▸ **Problem description**
Repeat the material in full. Keep every line exactly as it is.

▸ **Data extract**
===============

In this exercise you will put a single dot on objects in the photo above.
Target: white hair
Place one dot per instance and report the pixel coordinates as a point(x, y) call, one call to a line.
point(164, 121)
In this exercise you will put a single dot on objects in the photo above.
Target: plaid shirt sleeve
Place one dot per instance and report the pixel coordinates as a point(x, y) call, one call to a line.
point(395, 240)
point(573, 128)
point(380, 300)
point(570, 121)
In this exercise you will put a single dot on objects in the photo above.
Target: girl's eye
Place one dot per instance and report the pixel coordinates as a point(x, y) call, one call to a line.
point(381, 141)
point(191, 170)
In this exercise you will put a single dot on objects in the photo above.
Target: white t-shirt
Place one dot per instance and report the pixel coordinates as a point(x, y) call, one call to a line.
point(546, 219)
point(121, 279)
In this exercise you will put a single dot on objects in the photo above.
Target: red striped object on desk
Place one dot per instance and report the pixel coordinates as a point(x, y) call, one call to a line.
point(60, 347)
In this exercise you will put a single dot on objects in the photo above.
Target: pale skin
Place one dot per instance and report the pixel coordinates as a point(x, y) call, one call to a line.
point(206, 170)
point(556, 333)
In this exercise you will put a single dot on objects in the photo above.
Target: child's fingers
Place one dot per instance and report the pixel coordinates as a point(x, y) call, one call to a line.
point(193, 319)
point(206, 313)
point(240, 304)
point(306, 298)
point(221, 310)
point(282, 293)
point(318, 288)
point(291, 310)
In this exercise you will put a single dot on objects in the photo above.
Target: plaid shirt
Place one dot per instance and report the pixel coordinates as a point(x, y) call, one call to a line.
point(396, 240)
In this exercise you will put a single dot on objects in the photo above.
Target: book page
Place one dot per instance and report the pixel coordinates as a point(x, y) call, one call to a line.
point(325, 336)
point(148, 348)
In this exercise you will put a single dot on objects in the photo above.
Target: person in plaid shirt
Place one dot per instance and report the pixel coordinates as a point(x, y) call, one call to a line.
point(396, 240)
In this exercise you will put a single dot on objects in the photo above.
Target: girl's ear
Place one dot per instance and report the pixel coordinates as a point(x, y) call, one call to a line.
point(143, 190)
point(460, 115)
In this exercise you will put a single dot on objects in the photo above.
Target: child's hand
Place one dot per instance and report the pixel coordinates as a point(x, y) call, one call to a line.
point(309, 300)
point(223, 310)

===============

▸ **Response**
In this exercise you will put a single dot on objects in the photo above.
Target: white hair
Place one dot per instance and report the pixel coordinates as a point(x, y) call, one call to a line.
point(164, 121)
In this exercise you will put a single dot on objects in the photo above.
Target: plaid shirt sleeve
Place one dot per instance and report the pixel coordinates as a point(x, y) call, one call to a line.
point(395, 240)
point(573, 128)
point(380, 300)
point(570, 121)
In this exercise you will put a single dot on objects in the photo above.
Target: girl's eye
Place one dot per instance and report the pixel coordinates as a point(x, y) call, one call to a line.
point(381, 141)
point(191, 170)
In this exercise you will put a single dot on objects in the photo above.
Target: white t-shirt
Place one dot per instance and report the pixel coordinates as a point(x, y) call, one call to a line.
point(546, 219)
point(121, 279)
In this exercise you will put a single dot on objects in the photo above.
Target: red striped object on desk
Place one dot per instance and report the pixel coordinates as a point(x, y) call, one call to a line.
point(60, 347)
In this exercise you will put a single dot on objects in the photo above.
Target: pale skin
Place one dot per instance and report the pixel coordinates as a point(x, y) call, one call to a line.
point(206, 170)
point(556, 333)
In this exercise you will put a single dot on objects in the photo above.
Target: child's fingers
Place one dot per instance and report the pixel coordinates as a point(x, y) call, one call to a line.
point(193, 319)
point(206, 313)
point(240, 304)
point(306, 298)
point(221, 310)
point(282, 293)
point(318, 288)
point(291, 310)
In this exercise you will put a single dot on objects in the photo above.
Target: plaid shirt
Place one dot per instance and report the pixel coordinates as a point(x, y) call, one call to a line.
point(396, 240)
In this exercise you will put a single dot on objects in the photo above.
Target: book page
Place one dot per instance and report the pixel coordinates as a point(x, y) call, one call to a line.
point(325, 336)
point(148, 348)
In this exercise you will put a single dot on objects in the photo above.
Target: person in plaid shirt
Place one dot per instance and report the pixel coordinates as a point(x, y) call, one call to a line.
point(396, 240)
In this exercise you will put a single dot on objects in the photo above.
Target: girl's ear
Place one dot per instance and report the pixel coordinates as a point(x, y) call, one call to a line.
point(143, 190)
point(460, 115)
In this exercise you will put a single dot on objects in the photo above.
Target: child's hand
Place one dot per instance and report the pixel coordinates as a point(x, y) call, one call to a line.
point(309, 300)
point(223, 310)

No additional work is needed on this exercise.